JOB: Edit all of the items below so that every "single dot" becomes "single point", keeping everything else the same. Leave the pictures out of your answer.

(Dataset records)
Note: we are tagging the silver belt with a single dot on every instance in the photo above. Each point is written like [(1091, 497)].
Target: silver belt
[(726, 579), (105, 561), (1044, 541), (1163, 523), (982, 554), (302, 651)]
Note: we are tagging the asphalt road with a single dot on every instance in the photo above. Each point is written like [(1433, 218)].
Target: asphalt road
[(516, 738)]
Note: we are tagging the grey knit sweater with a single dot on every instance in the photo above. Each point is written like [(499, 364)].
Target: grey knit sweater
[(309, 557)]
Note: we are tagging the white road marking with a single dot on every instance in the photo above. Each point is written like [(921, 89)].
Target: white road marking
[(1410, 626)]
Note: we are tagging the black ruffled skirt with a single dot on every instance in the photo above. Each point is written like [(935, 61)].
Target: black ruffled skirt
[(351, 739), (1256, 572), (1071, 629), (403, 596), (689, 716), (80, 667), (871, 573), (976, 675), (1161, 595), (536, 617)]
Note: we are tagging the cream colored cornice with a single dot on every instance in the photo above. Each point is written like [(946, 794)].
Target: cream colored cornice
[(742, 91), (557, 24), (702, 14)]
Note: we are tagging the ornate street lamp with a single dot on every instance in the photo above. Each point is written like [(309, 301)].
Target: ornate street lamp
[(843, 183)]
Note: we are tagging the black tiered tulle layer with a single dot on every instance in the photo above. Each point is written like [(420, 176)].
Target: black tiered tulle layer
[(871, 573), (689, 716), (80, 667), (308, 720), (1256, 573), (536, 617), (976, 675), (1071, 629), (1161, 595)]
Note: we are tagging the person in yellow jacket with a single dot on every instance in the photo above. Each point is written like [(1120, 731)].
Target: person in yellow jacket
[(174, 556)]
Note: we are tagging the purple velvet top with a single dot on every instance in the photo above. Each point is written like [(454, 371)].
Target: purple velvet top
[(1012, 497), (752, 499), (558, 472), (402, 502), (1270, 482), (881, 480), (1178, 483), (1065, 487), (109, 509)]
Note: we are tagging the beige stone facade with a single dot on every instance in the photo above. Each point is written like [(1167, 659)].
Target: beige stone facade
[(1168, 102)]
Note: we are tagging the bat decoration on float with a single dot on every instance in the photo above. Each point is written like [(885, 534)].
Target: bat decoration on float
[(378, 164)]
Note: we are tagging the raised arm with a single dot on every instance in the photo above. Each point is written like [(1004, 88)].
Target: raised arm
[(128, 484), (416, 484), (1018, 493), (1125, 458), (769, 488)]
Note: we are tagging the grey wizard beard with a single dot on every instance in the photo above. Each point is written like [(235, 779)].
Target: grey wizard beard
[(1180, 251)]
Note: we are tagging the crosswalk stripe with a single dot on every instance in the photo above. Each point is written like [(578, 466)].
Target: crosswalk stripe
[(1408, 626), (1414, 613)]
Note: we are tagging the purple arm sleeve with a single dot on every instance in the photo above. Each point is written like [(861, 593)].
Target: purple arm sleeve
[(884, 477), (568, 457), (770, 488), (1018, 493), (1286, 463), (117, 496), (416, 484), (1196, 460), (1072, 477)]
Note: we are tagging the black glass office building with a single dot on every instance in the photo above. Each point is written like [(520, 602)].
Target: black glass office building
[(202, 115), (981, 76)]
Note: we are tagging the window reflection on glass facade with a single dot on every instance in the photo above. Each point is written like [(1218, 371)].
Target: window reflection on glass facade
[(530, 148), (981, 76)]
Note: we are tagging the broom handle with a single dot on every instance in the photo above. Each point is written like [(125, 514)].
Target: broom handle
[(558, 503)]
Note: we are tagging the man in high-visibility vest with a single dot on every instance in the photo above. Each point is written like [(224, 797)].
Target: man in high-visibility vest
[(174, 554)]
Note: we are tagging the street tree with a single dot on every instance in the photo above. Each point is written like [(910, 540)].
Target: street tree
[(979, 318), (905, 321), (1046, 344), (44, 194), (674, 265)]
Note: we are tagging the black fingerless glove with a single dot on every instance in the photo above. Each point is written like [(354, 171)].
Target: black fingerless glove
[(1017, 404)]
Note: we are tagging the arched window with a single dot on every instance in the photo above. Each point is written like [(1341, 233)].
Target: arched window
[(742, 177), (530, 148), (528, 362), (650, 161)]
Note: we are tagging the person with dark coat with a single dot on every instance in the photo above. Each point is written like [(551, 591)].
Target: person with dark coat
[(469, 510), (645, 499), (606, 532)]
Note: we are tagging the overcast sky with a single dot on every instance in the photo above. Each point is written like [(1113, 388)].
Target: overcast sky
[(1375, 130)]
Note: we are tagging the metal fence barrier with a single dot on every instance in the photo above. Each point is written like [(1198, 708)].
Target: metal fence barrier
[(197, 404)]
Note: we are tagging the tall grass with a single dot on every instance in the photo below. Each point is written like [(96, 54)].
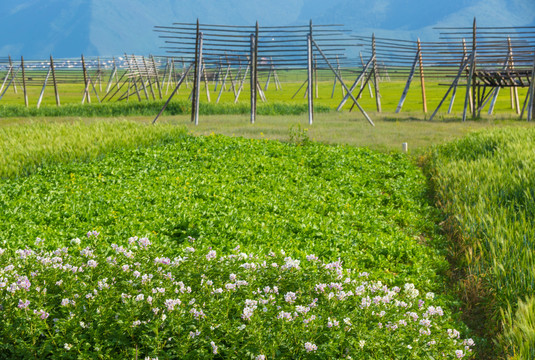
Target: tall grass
[(486, 185), (26, 147), (151, 108)]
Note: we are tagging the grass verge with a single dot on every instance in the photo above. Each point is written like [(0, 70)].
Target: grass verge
[(485, 185)]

THE RESPONSE:
Note: we are tagging the silver belt with a single point on every instance in the photo above. Each point is written like [(1091, 497)].
Target: silver belt
[(726, 579), (105, 561), (1044, 541), (1163, 523), (982, 554), (302, 651)]
Note: we are tagging the asphalt road with a single point on every instance in the photo above. Each point is written like [(1433, 218)].
Target: asphalt road
[(516, 738)]
Note: we are tagging the grey knit sweater with a single point on every instance in the photo above. Each point is written like [(499, 364)].
Target: grey knit sweater
[(309, 557)]
Note: we are tagging the white road marking with a single point on every instance in the photo above. Each point is written like [(921, 89)].
Target: white road marking
[(1410, 626)]
Note: we are tagging the black ruffled skirt with a single point on every instance in the photo above. Each point is written like [(935, 61)].
Target: black ruffled skirt
[(351, 739), (1256, 572), (1071, 629), (403, 596), (689, 716), (80, 667), (871, 573), (976, 675), (1161, 595), (536, 617)]
Note: we are tagging the cream colored cornice with a single point on every instance in the photo above. Each point is written like [(946, 794)].
Target: cream colored cornice
[(742, 91), (557, 24), (702, 14)]
Note: we are tagging the ornate street lamp with a single point on every instance in the photo above. Each point is written like [(309, 301)].
Target: ornate street lamp
[(843, 183)]
Note: we are tagging the black tiered tulle layer with a single point on every instance in the photo above. Each point is written like [(420, 176)].
Target: black tiered tulle layer
[(871, 573), (689, 716), (80, 667), (308, 720), (1256, 573), (536, 617), (976, 675), (1071, 629), (1161, 595)]
Note: we are tagging the person in yellow jacket with a single point on every instance in the photo above. Each point is written like [(1120, 731)].
Target: person in yellow jacket
[(174, 556)]
Note: we are tagging the purple velvet top with a single point on every instance in the photo above. Each point is written like [(454, 371)].
Target: purple velvet top
[(1012, 497), (752, 499), (558, 472), (402, 502), (1270, 482), (881, 480), (1178, 483), (1065, 487), (109, 509)]
Note: we are tagging the beige stone facade with a single point on every instance in the photo above. Each point is written like [(1167, 659)].
Target: beige stone facade
[(1168, 102)]
Note: we are tagging the bat decoration on float with a single point on every instance in the photo above. Each point is written like [(885, 534)].
Target: bat decoration on float
[(378, 164)]
Note: we are tagging the raised arm with a single point on every instance in the photo above. Each point is written like [(1004, 88)].
Target: raised arm
[(128, 484), (416, 484), (1018, 493), (1125, 458), (769, 488)]
Note: we are tagging the grey wizard beard with a single point on every instance in the photo above. Each point is written like [(235, 779)].
Target: grey wizard beard
[(1180, 251)]
Note: we are tagging the crosswalk stripe with a single point on every instance in the photo above. Each point is written like [(578, 466)].
Target: crosswalk stripe
[(1408, 626), (1414, 613)]
Note: we are tagging the purple arm sleeve with a single point on every instance in the photo above. Each point is written like [(861, 593)].
Target: purple arm sleeve
[(884, 477), (568, 457), (770, 488), (1018, 493), (1286, 463), (117, 496), (416, 484), (1196, 460), (1072, 477)]
Note: we are tagging the black glass office building with a single point on every instance in the photo above. Each point is written like [(520, 602)].
Target: black glass office building
[(202, 115), (981, 76)]
Note: we are tagging the window reflection on glass facade with a single point on every instance in the photo above. Each point is written like [(1218, 371)].
Target: window reflection on glass facade
[(530, 148), (981, 76)]
Note: we are tagging the broom handle with a single point on every instance in the photo above. Each point is written like [(125, 514)].
Target: broom handle
[(558, 503)]
Note: we are tagging the man in high-visibility vest with a single point on every instance in the photo above. Each point is written like [(224, 797)].
Target: man in high-visibility vest
[(174, 554)]
Note: we are tagging the street tree with a single point on every instance in the photo above. Each point is written like [(910, 540)].
Target: street tree
[(979, 318), (905, 321), (1046, 344), (44, 194), (674, 265)]
Note: we are tagging the black fingerless glove with a single point on every instance in the photo above. Each point is written like [(354, 171)].
Target: black fingerless glove
[(1017, 404)]
Note: we are tagging the arched window with a single point on every instance in the photo above. Each point is written like [(1341, 233)].
Target: arched window
[(742, 177), (530, 148), (528, 362), (650, 161)]
Note: we are tagging the person with dark coat with a single point on every instance in the photo above. Each point is written like [(551, 591)].
Target: person with dark coat
[(469, 510), (645, 499), (606, 532)]
Note: we are tagging the overcast sky with a single point on every instance in the photo above. Each point is written like [(1113, 388)].
Target: overcast sky
[(1375, 130)]
Note: we are tagging the metal fence barrier with a single point on every instance in the photo above. Each point is written like [(1198, 708)].
Target: metal fence barrier
[(197, 404)]
Note: we are tagging the tall grass with a single point on every instance in the photo below. Each point is written like [(96, 54)].
Target: tall grass
[(486, 185), (26, 147), (151, 108)]
Note: we are tagging the grass verge with a single point on every instance in the photo above. Each point is written like [(0, 70)].
Target: grass verge
[(485, 185)]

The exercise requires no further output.